Start of Record set
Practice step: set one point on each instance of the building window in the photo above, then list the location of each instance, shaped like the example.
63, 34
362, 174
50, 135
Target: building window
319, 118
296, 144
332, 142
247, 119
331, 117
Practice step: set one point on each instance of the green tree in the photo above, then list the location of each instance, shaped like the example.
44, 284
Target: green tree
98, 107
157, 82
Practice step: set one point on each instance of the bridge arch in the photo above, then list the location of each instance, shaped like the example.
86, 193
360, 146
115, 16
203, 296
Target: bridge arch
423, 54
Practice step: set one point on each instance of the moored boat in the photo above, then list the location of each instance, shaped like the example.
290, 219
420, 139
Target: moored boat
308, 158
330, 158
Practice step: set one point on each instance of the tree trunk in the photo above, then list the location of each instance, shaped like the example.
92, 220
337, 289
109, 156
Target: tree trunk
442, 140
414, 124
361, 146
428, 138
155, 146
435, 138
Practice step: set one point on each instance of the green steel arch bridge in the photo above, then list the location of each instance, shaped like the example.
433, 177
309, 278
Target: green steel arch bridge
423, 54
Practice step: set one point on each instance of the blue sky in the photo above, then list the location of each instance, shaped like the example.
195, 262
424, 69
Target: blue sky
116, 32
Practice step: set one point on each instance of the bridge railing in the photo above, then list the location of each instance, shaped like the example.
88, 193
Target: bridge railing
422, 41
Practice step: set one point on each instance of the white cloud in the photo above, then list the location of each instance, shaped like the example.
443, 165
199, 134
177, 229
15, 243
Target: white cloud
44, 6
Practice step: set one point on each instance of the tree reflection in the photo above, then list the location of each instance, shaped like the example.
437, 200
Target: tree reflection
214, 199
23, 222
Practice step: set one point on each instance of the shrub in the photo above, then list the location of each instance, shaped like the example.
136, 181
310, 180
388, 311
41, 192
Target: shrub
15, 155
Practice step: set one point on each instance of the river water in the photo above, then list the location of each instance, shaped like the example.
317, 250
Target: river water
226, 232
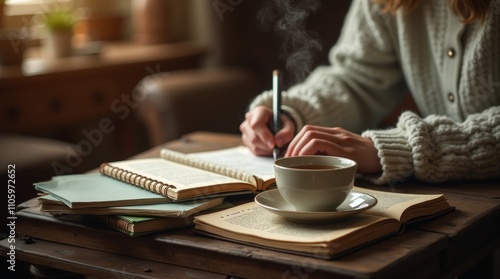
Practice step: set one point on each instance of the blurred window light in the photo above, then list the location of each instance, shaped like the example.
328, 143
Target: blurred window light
27, 7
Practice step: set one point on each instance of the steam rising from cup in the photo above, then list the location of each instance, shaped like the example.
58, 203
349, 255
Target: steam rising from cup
287, 18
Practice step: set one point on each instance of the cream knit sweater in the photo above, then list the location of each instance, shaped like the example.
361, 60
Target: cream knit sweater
452, 71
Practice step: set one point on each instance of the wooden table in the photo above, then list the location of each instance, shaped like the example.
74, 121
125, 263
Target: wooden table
460, 242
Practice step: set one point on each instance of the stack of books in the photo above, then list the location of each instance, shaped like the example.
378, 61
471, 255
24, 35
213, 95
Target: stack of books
148, 195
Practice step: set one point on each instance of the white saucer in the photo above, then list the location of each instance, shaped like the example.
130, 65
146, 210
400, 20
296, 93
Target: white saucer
355, 203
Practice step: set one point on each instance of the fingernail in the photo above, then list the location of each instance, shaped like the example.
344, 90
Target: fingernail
279, 141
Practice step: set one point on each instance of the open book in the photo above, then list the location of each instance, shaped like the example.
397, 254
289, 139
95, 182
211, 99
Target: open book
186, 176
249, 223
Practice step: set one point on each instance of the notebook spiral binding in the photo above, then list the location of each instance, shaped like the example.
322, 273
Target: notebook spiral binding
149, 184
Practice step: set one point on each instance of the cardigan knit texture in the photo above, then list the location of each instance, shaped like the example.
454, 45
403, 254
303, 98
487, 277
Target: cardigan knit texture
451, 69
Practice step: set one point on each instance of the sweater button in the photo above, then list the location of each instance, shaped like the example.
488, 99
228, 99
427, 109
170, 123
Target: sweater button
450, 52
451, 97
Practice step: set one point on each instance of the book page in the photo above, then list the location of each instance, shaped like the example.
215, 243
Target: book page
181, 176
252, 220
404, 206
237, 162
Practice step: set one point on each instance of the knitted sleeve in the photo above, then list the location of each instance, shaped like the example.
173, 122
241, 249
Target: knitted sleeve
436, 149
361, 86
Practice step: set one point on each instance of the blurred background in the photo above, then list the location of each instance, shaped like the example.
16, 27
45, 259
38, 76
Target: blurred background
84, 82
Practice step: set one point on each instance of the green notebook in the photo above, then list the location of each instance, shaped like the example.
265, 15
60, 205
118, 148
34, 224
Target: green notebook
52, 205
97, 190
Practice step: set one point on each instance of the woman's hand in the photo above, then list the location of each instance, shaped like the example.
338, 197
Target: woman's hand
257, 136
313, 140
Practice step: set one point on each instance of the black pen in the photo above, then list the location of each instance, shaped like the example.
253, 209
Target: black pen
276, 107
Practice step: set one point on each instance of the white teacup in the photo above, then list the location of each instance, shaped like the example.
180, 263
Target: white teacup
314, 183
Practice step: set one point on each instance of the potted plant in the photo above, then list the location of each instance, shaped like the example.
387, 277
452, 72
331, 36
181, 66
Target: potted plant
59, 23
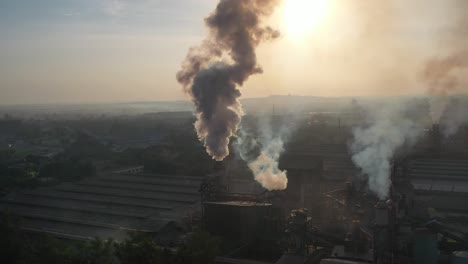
End of Record set
Every line above must be printed again exactly, pictures excluded.

Practice step: set one point on each instance of the building window in the photo above, then list the location of each instance, shaped like the example.
63, 34
362, 174
50, 135
Target: building window
319, 118
296, 144
332, 142
247, 119
331, 117
Practice step: set one point on each instance of the green tree in the photo above, then list the location of each instance, shaped like the example.
44, 284
Target: green tree
98, 107
157, 82
Practice step: set one point on each instance of the bridge arch in the photo above, then list the location of each instance, shaped like the example.
86, 193
360, 146
115, 16
203, 296
Target: bridge arch
423, 54
Practice step: set one point on each instance of the moored boat in the photo above, then list the location of each instance, shaped like the example.
290, 219
420, 139
Target: moored boat
308, 158
330, 158
Practice step: set one point on each instance of the tree trunk in the photo above, then list the location of each instance, shaped like the example.
92, 220
337, 289
109, 156
Target: tree trunk
442, 140
414, 124
361, 146
428, 138
155, 146
435, 138
Practice step: set one point on each instance of the green steel arch bridge in the photo above, then list the location of each instance, shaped like the example.
433, 177
309, 278
Target: green steel arch bridge
423, 54
Practice step: set one point on each instance of the blue sky in the photo above, then list the location of each instance, shaped like the example.
195, 262
424, 69
Target: blue sky
116, 32
Practice step: set one point on each instance of the bridge railing in the photo above, then list the location of each instance, shaped like the example.
88, 193
Target: bridge railing
422, 41
Practice step: set one point on each instance of the white cloud in the photo above, then list the location of each instance, shaped like the example.
443, 165
199, 134
177, 229
15, 243
Target: white cloud
44, 6
Practice step: set one point on each instance of the tree reflection in the photo above, then list the location of each instance, shaped like the example.
437, 200
Target: tree reflection
214, 199
23, 222
Practice step: set one point on each instance of the shrub in the photo above, then list the location of each instance, shaped like the example.
136, 181
310, 180
388, 311
41, 192
Target: shrub
15, 155
Practice step: set one point on each instance of the river water in the photo above, then list the location of each instance, shaped like the example.
317, 250
Target: river water
226, 232
Practice step: set one point on each instance of the blurred window light in the photo above, then list the location of each instance, shaped like the example.
328, 143
Target: blurred window light
27, 7
Practice step: set one point on each instance of the steam rising from cup in the photo above, then list the location of each instance, shaped like the example.
58, 203
349, 255
Target: steam rising from cup
287, 18
Practice step: set one point on each instance of the cream knit sweater in the photo above, then list the location of each instance, shaped like the example.
361, 60
Target: cream knit sweater
452, 71
Practice step: set one point on each instance of the wooden table in the photo above, then list the location of each instance, shaped like the example.
74, 121
125, 263
Target: wooden table
460, 242
Practice step: set one point on each instance of the stack of books in the photo above, then list the location of each instance, shaped like the example.
378, 61
471, 255
24, 35
213, 95
Target: stack of books
148, 195
Practice step: set one point on each instance of the white saucer in the photo above, then list the location of each instance, shaped like the example.
130, 65
146, 210
400, 20
296, 93
Target: white saucer
355, 203
Practice step: set one point on each instance of the fingernail in the photo above, then list the location of each instance, shaped like the example.
344, 90
Target: fingernail
279, 141
Practice step: set one point on each instance of the open book in the photo above, then list the location of each instance, shaped like the example.
397, 254
289, 139
95, 182
211, 99
Target: open book
186, 176
249, 223
Practice step: set one point on each instance of the notebook spiral binding in the photo above, then list the location of each instance, shaped like the example.
322, 273
Target: notebook spiral binding
149, 184
Practice step: set one point on each instance of the cardigan knit texture in the photo above, then list the location of each instance, shaped like the example.
454, 45
403, 254
303, 98
487, 277
Target: cardigan knit texture
451, 69
Practice step: set one point on each instance of the sweater button in the photo above, then list the location of each instance, shaped like the example.
488, 99
228, 99
427, 109
170, 123
Target: sweater button
450, 52
451, 97
Practice step: set one point on each instance of the book page in the photo above, then list the location of each instance, shaped like the example.
215, 243
Target: book page
181, 176
252, 220
404, 206
237, 162
Practice step: set one point on each instance of the knitted sleeve in the photo above, then list the location of each instance, shaped like the example.
173, 122
241, 249
Target: knitted sleeve
436, 149
361, 86
Practice step: set one point on each instance of the blurred background in the photo above, then list the location of each instance, shaped like the example.
16, 27
45, 259
38, 76
Target: blurred background
84, 82
Practice step: set one point on each instance of the green notebook in the photo above, then list the location of each instance, shaped like the example.
265, 15
60, 205
118, 148
34, 224
Target: green notebook
52, 205
97, 190
Practice step: set one point on each instance of the woman's hand in the photo above, then list the location of each instance, shaped like the example.
338, 197
Target: woman's hand
257, 136
313, 140
Practice step: set one point on each instance of the black pen in the photo above, then list the location of each instance, shaped like the example.
253, 209
Target: black pen
276, 107
Practice step: set one point on each instance of the white teacup in the photo above, then list the location of each instance, shaped like the example.
180, 263
Target: white teacup
314, 183
Practice step: set one point on each instance of the potted plant in the photo above, then list the location of each instance, shaped like the example.
387, 277
452, 72
331, 36
181, 66
Target: potted plant
59, 23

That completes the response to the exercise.